- **TEXTE FOURNI**:
Tahiti, le 10 octobre 2021 - La baisse du niveau de recettes fiscales constatée en Polynésie depuis l’année dernière cause une importante diminution de la dotation au Fonds intercommunal de péréquation, au moins pour les années 2022 et 2023. Les voix montent, parmi les élus locaux, pour demander une contribution compensatrice de l’Etat ou du Pays en soutien à la principale source de trésorerie des communes polynésiennes.
 
C’est un effet collatéral de la crise sanitaire. Le ralentissement qui affecte l’économie polynésienne depuis 2020, et la diminution des ressources fiscales qu’il engendre pour la collectivité, annonce une période de vaches maigres pour les finances communales à partir de 2022.

Privées de la capacité d’avoir une fiscalité propre, les 48 communes de Polynésie dépendent en effet presque exclusivement des dotations tirées du Fonds intercommunal de péréquation (FIP) pour assumer leurs charges de fonctionnement et financer leurs investissements. Ce fonds a été financé à hauteur de 16,7 milliards de Fcfp par le Pays en 2020. Problème : ses recettes sont le reflet des ressources fiscales de la Polynésie française. Avec un délai de deux ans, le FIP est destinataire de droit d’une quote-part minimale du montant réel des impôts et taxes prélevés par la collectivité. Fixée à au moins 15% par la loi organique, elle est maintenue à 17% depuis lors. Le fonds en tire 85% de ses ressources. Le complément (près de 2,6 milliards de Fcfp) provient de dotations versées annuellement par l’Etat.
 
Effet différé
 
Ce délai de deux ans est lié à la mécanique de financement du FIP. Pour l’année en cours, une évaluation de la dotation éligible est calculée sur la base des recettes prévisionnelles prévues au budget primitif de la collectivité. Mais la dotation définitive n’est arrêtée qu’après que les recettes fiscales réelles ont été portées au compte administratif de la collectivité et entérinées par décret à Paris.

Les crédits alloués par le Pays au FIP pour l’année 2021 sont ainsi établis sur la base des recettes fiscales réelles de 2019. Le fonds peut tabler cette année sur la perception de 16,9 milliards de Fcfp. Mais à partir de 2022, la situation se gâte. Car si l’assiette prévisionnelle calculée sur le fondement du budget primitif de la collectivité pour 2020 était de 101,9 milliards de Fcfp avec une dotation prévue de 17,3 milliards de Fcfp au FIP, l’année prochaine, le compte administratif a en réalité constaté une moins-value historique de -9,3 milliards de Fcfp des recettes fiscales en 2020. Un constat qui annonce une diminution de la quote-part réservée au FIP de 1,6 milliard pour s’établir à 15,7 milliards de Fcfp en 2022.

Enregistrements issus d'un jeu de données:

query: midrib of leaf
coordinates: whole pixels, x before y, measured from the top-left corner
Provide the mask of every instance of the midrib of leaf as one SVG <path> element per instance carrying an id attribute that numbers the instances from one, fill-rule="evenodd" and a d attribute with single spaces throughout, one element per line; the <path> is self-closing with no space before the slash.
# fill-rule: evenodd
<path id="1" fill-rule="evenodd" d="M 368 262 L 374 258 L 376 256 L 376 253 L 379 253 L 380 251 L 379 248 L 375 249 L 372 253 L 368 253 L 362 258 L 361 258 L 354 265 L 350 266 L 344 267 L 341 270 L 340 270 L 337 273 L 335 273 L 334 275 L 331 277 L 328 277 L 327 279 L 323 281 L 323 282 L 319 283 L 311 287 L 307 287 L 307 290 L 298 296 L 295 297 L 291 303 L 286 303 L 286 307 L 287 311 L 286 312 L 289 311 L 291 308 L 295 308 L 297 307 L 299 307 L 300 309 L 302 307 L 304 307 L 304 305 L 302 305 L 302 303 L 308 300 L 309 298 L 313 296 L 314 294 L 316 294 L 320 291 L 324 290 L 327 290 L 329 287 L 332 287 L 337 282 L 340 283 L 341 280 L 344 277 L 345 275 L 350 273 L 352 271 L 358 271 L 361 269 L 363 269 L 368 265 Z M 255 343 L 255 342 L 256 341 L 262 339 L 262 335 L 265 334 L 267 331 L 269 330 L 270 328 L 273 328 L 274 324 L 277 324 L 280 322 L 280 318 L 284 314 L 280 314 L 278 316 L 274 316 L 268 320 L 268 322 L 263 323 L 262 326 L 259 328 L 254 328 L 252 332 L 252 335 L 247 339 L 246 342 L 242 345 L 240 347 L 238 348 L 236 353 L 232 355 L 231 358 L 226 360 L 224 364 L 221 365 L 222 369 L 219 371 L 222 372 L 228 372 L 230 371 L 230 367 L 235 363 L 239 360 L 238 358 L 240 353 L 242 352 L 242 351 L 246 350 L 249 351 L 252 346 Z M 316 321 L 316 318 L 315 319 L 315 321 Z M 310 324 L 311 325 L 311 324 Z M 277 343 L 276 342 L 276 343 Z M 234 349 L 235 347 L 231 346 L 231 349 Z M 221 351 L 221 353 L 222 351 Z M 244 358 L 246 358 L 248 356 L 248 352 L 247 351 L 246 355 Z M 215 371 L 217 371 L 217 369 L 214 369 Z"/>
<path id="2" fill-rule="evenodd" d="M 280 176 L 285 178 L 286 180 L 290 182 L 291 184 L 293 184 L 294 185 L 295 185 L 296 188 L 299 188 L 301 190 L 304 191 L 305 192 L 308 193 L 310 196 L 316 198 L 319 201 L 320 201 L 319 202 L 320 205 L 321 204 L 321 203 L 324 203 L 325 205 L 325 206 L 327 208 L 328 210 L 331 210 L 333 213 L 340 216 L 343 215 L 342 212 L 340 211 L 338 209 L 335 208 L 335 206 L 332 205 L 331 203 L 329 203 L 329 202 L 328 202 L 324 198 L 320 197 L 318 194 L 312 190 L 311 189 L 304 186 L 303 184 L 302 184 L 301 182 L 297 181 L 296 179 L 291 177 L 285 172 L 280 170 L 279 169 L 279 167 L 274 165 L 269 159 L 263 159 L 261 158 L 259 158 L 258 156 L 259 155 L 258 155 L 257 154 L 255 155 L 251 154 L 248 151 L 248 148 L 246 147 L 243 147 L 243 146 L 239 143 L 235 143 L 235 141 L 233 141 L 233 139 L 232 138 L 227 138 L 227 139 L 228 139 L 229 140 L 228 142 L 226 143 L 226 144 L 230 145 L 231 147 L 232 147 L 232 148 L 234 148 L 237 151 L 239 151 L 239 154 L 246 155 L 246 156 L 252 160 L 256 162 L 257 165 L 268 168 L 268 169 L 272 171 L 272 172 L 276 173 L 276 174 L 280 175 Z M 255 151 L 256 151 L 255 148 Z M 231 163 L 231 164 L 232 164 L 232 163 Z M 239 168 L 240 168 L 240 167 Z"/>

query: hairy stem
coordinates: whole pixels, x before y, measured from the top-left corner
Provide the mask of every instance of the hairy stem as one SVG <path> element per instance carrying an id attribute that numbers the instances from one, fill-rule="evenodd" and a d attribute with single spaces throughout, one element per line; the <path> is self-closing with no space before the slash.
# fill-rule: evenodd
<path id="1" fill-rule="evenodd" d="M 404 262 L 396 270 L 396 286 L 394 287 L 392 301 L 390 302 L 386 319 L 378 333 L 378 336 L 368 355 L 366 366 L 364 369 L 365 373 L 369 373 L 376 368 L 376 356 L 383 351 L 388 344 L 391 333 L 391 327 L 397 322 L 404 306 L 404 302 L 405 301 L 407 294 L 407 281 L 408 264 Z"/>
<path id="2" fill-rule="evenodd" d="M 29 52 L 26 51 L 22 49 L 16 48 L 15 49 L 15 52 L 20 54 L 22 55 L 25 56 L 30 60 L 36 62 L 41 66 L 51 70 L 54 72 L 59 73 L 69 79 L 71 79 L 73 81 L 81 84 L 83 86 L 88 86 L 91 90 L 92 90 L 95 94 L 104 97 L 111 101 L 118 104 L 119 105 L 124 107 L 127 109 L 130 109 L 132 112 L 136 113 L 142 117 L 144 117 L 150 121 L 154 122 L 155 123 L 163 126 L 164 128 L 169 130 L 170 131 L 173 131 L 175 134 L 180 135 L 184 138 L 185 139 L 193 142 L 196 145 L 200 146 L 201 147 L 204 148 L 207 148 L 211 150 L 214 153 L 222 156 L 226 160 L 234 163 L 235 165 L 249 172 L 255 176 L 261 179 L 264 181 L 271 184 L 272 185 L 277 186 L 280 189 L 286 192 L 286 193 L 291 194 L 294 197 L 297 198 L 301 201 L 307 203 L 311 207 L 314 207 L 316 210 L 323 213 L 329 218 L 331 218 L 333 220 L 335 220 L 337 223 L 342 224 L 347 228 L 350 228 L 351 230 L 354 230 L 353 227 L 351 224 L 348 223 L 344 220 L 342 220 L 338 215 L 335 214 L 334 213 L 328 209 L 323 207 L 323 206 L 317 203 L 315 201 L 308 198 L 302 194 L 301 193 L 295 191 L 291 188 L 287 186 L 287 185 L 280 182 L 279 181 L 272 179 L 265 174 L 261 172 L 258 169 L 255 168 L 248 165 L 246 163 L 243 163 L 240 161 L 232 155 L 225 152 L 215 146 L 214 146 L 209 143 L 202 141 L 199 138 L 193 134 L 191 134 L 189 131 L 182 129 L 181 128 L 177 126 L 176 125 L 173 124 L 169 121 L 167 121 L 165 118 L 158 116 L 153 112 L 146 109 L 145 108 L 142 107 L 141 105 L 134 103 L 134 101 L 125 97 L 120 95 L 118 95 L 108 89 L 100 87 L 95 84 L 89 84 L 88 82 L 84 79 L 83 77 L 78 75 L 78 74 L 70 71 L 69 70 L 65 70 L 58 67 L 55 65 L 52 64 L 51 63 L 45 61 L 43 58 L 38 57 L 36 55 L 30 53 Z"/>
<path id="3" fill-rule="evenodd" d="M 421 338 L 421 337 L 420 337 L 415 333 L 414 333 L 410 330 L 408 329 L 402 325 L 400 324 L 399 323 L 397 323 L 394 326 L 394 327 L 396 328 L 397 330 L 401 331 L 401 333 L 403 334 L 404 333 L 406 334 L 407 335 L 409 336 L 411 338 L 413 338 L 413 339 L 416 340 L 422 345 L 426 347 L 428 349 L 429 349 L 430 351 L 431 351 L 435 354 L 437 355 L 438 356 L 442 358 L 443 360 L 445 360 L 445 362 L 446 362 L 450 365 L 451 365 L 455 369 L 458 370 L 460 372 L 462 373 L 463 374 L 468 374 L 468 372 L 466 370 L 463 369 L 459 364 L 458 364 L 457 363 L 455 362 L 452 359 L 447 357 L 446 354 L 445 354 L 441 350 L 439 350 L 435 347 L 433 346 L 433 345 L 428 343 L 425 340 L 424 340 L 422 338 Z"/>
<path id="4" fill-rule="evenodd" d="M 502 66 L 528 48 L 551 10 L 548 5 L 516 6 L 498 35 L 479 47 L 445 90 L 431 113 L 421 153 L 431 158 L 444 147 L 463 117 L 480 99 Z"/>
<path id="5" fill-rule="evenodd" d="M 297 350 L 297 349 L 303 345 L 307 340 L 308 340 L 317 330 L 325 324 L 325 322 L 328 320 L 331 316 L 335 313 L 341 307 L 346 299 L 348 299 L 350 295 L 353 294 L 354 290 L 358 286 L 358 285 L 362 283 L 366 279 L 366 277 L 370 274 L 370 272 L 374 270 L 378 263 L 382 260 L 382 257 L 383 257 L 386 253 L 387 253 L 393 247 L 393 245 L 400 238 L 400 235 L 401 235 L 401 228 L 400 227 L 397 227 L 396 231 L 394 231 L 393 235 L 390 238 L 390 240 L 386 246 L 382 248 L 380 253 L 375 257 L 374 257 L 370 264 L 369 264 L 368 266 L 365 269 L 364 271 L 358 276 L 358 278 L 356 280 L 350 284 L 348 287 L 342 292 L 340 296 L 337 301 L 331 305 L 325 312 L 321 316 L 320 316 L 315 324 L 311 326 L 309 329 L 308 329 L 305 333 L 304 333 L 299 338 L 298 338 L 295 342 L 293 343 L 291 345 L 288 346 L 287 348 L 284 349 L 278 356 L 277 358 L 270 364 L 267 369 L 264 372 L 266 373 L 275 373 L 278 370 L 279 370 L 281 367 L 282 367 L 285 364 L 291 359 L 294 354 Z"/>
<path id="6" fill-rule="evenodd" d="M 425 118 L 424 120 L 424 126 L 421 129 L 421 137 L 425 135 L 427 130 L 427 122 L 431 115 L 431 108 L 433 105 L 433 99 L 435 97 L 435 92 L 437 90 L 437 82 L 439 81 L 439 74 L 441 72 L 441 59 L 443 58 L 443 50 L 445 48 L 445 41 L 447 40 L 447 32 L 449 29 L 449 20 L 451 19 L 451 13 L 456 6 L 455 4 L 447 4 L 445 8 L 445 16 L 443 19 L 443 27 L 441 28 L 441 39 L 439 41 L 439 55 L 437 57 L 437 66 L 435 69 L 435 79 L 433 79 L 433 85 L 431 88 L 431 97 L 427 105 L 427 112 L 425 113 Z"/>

- **OBJECTIF DE L'EXERCICE**: Prolongez le texte fourni sur le Fonds intercommunal de péréquation en reprenant après sa dernière phrase.

- **RÉPONSE ATTENDUE**:
 
Les recettes fiscales ne sont pas rétablies en 2021, mais le Pays a prévu le coup pour le budget primitif adopté en décembre 2020. L’assiette prévisionnelle des impôts, droits et taxes, y est de 93,26 milliards de Fcfp, avec une dotation prévisionnelle au FIP à 15,9 milliards de Fcfp en 2023. Des crédits toujours en perte de vitesse d’un milliard par rapport à cette année.

Une évolution à la baisse des crédits alloués au FIP qui, si elle est inquiétante, peut encore être compensée. En effet, le Comité des finances locales, l’entité mixte Etat-Pays-Communes chargée de l’affectation des crédits du FIP aux collectivités locales, s’est constitué un fonds de réserve de près de 7 milliards de Fcfp au cours des derniers exercices. Une manne qui pourra être mise à profit pour la trésorerie des communes polynésiennes.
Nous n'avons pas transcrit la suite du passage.